## STATED GOAL
Copy out all of the items below, substituting "region" for each occurrence of "mask" and keeping every other word and character as it is.
BEGIN MATERIAL
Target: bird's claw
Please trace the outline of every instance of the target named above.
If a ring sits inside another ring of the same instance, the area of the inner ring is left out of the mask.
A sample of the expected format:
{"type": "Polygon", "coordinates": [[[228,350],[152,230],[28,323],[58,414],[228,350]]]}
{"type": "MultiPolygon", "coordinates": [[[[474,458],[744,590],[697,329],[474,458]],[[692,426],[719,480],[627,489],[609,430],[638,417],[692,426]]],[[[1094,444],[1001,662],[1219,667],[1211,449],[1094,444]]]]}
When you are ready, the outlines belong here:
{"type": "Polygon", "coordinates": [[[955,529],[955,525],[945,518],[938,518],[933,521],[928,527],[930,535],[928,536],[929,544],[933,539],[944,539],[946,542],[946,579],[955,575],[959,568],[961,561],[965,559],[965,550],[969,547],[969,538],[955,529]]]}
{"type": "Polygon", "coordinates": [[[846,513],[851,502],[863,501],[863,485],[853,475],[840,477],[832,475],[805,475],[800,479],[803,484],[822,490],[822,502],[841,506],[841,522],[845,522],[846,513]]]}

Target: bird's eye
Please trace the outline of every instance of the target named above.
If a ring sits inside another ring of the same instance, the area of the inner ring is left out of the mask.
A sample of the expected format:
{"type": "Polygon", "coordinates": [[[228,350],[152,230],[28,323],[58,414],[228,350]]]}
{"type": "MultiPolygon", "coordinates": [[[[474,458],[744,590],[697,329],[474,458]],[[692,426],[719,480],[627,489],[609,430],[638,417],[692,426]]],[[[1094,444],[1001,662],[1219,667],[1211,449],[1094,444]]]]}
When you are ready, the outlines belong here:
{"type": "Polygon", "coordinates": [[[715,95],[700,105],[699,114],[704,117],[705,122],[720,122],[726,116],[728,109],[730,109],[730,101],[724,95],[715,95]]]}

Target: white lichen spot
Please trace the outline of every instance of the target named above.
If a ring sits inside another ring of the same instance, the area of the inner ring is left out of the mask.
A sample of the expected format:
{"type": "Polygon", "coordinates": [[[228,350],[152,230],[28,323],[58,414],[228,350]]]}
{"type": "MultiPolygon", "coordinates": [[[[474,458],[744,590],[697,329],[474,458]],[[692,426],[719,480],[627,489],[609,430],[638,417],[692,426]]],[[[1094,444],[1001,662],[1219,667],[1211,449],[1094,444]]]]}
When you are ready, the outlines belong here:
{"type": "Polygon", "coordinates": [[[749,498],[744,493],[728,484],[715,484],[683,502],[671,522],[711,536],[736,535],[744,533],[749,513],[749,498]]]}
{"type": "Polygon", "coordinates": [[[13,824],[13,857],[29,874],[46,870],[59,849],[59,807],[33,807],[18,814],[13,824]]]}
END MATERIAL
## RESULT FOR THIS EXERCISE
Target: bird's claw
Please trace the outline of every instance of the target named above.
If a ring sits inside another ring of the same instance, the area of the inner ring is left out of the region.
A sample of the expected format:
{"type": "Polygon", "coordinates": [[[228,350],[152,230],[28,323],[58,414],[228,350]]]}
{"type": "MultiPolygon", "coordinates": [[[[474,458],[744,590],[697,329],[474,458]],[[692,426],[719,480],[627,489],[609,430],[638,417],[692,426]]],[[[1094,444],[1001,662],[1219,667],[1211,449],[1094,444]]]]}
When you are ready, the outlines belong here:
{"type": "Polygon", "coordinates": [[[955,529],[955,525],[945,518],[938,518],[933,521],[928,527],[930,535],[928,536],[929,544],[933,539],[944,539],[946,542],[946,579],[955,575],[959,568],[961,561],[965,559],[965,550],[969,547],[969,538],[955,529]]]}
{"type": "Polygon", "coordinates": [[[846,513],[851,502],[863,501],[863,485],[853,475],[840,477],[832,475],[805,475],[800,479],[803,484],[822,490],[822,502],[841,506],[841,522],[845,522],[846,513]]]}

Target: bird's eye
Please trace the outline of every instance of the target named above.
If a ring sits inside another ring of the same instance, the area of the inner ring is left out of the region.
A sample of the expected format:
{"type": "Polygon", "coordinates": [[[228,350],[152,230],[28,323],[58,414],[228,350]]]}
{"type": "MultiPolygon", "coordinates": [[[[474,458],[744,590],[697,329],[474,458]],[[692,426],[719,480],[627,489],[609,430],[638,417],[692,426]]],[[[1094,444],[1001,662],[1219,667],[1211,449],[1094,444]]]]}
When you are ready, the outlines belong here:
{"type": "Polygon", "coordinates": [[[715,95],[700,105],[699,114],[704,117],[705,122],[720,122],[726,116],[728,109],[730,109],[730,101],[724,95],[715,95]]]}

Target: white lichen spot
Please trace the outline of every instance of the target named above.
If a ring sits inside another ring of the same instance, the area of the inner ring is left out of the region.
A sample of the expected format:
{"type": "Polygon", "coordinates": [[[228,350],[152,230],[28,323],[58,414],[228,350]]]}
{"type": "MultiPolygon", "coordinates": [[[[474,458],[744,590],[697,329],[474,458]],[[692,426],[719,480],[627,489],[609,430],[638,417],[692,426]]],[[[1094,444],[1001,662],[1219,667],[1211,449],[1094,444]]]]}
When you are ready, the outlines belong here:
{"type": "Polygon", "coordinates": [[[749,498],[744,493],[728,484],[715,484],[683,502],[671,522],[711,536],[736,535],[744,533],[749,513],[749,498]]]}
{"type": "Polygon", "coordinates": [[[13,824],[13,857],[29,874],[46,870],[59,849],[59,807],[33,807],[18,814],[13,824]]]}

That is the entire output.